» **Task instructions**
Rescale the items between the line containing "Step description: the user needs to interact with the two-car" and the line containing "76 24 126 146", inclusive, reproducing only those lines in full, requests included. Multiply every bounding-box coordinate in the answers by 0.2 and round to whole numbers, with halves rounded up, but leave the numbers in the requests and their format samples unchanged.

◆ ◆ ◆ ◆ ◆ ◆ ◆

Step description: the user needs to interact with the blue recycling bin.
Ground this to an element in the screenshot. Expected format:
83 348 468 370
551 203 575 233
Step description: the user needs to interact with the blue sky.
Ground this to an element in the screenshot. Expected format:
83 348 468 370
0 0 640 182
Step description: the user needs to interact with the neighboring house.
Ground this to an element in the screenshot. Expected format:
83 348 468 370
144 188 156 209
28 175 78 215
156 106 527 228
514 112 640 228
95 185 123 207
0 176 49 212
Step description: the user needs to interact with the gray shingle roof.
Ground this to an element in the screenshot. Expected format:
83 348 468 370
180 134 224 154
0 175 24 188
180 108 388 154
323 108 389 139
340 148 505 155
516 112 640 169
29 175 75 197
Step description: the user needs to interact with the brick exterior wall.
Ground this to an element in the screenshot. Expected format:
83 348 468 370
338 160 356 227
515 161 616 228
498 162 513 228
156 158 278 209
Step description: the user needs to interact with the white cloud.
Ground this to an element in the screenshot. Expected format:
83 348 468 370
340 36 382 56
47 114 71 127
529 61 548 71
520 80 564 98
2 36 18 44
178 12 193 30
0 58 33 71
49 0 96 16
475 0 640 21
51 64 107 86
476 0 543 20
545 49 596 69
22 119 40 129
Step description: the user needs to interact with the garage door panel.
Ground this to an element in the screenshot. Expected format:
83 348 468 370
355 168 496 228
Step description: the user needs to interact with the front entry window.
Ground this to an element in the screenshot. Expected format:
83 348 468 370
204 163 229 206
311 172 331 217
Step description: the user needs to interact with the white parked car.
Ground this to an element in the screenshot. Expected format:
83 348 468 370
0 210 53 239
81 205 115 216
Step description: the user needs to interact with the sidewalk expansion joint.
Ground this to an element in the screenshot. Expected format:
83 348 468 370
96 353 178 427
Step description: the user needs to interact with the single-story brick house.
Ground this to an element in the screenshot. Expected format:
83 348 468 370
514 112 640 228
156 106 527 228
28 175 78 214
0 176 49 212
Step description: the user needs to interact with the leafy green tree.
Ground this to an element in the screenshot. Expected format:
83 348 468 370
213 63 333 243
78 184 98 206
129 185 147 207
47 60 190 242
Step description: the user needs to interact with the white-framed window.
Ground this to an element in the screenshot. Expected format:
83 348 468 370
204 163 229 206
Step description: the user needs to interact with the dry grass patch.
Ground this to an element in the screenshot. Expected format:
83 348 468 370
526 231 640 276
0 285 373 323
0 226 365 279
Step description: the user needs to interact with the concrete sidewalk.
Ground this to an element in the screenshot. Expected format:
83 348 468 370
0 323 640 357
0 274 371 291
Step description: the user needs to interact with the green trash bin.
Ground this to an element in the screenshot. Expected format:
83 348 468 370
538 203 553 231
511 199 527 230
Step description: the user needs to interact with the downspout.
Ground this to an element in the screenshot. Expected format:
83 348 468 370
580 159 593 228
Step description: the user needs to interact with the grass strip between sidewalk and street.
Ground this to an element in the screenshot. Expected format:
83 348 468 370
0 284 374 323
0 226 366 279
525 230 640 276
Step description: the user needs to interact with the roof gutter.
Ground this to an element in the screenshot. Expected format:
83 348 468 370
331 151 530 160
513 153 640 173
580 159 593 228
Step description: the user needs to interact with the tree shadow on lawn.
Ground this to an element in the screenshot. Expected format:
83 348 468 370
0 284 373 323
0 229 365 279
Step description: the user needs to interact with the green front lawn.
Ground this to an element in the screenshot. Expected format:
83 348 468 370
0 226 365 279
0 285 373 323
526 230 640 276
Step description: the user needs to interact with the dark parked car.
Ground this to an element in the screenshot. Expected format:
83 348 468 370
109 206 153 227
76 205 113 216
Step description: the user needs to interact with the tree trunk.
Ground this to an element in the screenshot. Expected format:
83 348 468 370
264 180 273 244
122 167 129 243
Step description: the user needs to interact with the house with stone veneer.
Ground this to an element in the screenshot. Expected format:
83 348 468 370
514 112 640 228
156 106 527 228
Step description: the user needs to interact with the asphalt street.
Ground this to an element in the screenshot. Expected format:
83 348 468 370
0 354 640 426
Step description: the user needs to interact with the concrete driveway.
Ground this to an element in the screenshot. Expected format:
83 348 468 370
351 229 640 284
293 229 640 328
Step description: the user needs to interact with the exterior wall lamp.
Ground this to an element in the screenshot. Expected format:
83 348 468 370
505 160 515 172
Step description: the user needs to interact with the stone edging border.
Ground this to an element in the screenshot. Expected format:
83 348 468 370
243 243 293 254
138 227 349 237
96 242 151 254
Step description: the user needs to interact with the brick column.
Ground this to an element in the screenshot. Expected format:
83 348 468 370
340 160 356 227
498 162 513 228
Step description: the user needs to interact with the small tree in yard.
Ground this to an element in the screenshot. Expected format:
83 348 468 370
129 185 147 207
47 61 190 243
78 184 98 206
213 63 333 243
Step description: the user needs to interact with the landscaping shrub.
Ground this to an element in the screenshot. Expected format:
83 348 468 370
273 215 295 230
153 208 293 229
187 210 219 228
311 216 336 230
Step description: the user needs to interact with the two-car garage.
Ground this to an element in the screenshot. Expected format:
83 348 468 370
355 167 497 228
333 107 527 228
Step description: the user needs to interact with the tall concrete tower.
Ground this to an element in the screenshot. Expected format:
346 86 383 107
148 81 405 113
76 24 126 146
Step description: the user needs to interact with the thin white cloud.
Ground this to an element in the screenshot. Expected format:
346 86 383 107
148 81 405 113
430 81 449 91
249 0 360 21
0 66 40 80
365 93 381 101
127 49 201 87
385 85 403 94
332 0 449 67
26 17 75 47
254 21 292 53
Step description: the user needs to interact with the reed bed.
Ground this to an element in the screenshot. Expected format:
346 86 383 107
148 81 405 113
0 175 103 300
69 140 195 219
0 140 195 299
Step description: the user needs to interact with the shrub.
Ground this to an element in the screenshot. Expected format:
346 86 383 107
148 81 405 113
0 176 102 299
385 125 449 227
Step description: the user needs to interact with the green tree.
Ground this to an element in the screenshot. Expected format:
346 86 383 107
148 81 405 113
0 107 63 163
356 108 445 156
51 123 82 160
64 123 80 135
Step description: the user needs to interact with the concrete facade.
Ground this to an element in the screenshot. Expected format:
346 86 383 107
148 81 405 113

◆ ◆ ◆ ◆ ◆ ◆ ◆

» **Full solution**
Step description: the user needs to interact with the two-car garage.
Ground this to an element in the screenshot. Expected format:
83 348 468 370
71 33 99 46
67 21 105 46
Step description: the user needs to interact with the tall concrete tower.
Ground this to an element in the screenshot. Expected format:
346 86 383 107
148 81 405 113
15 5 25 29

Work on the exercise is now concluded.